— BEGIN Given entries —

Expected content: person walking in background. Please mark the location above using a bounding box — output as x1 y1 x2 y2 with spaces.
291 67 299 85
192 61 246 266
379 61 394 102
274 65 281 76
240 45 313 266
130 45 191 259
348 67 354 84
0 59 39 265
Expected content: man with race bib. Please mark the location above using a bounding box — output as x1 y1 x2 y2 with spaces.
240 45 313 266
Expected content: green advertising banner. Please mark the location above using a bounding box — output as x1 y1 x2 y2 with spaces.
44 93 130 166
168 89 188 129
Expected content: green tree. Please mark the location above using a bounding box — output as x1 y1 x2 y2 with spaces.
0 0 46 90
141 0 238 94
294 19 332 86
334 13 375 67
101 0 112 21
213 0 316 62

— END Given entries —
— BEGIN Given entries —

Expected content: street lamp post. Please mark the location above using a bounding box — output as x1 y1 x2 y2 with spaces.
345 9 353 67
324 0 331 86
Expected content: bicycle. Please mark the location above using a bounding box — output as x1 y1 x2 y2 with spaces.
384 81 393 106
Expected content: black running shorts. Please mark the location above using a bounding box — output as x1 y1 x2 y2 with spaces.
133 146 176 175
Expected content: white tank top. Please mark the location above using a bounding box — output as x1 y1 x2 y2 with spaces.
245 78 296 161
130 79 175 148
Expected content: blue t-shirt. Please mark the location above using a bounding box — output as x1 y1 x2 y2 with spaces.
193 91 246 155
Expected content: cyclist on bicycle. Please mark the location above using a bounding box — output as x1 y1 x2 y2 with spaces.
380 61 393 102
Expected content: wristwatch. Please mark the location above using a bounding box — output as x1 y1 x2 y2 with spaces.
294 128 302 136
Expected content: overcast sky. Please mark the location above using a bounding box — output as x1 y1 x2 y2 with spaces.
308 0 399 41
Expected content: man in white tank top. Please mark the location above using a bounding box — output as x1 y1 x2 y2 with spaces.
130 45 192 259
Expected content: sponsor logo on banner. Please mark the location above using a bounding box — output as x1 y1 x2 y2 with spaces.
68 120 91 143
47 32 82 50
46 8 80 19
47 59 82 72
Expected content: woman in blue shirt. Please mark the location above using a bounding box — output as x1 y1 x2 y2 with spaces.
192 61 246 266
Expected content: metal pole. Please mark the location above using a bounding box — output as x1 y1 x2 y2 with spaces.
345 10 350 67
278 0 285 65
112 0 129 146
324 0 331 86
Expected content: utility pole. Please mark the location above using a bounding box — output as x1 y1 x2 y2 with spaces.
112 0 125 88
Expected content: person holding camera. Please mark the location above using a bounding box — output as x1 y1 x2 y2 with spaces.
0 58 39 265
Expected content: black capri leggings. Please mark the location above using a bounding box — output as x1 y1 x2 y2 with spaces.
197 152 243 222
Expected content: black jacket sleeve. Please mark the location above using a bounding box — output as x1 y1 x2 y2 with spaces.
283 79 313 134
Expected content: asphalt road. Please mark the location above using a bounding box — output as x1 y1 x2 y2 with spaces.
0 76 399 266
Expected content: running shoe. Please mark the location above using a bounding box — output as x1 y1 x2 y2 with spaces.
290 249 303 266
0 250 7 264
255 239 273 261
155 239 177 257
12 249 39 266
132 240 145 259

— END Given entries —
— BEGIN Given entries —

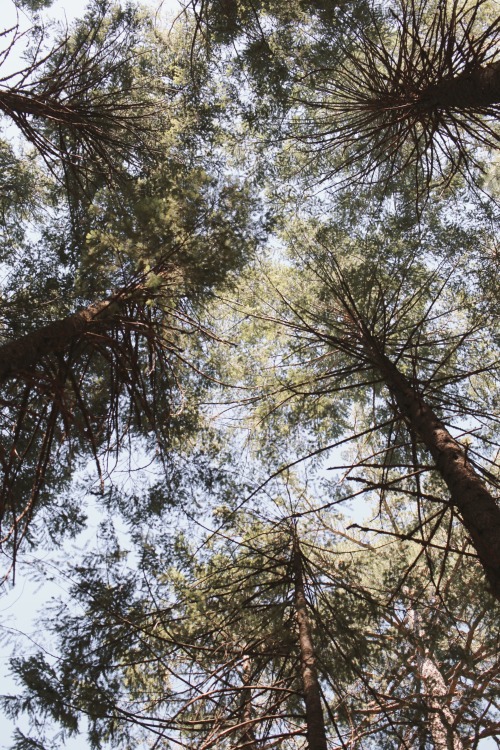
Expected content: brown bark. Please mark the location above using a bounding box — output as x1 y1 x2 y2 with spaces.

— END Given entries —

▶ **Work to be completed**
Copy out again, unchanged, everything in the listing above from the line containing "Expected content: sponsor" down to the line containing "47 59 82 72", including both of those lines.

▶ **Output of the task**
Expected content: sponsor logo on banner. Please mark the location above using a bounding box — output as x1 y1 x2 y2 with spaces.
68 120 91 143
47 32 82 50
46 8 80 19
47 59 82 72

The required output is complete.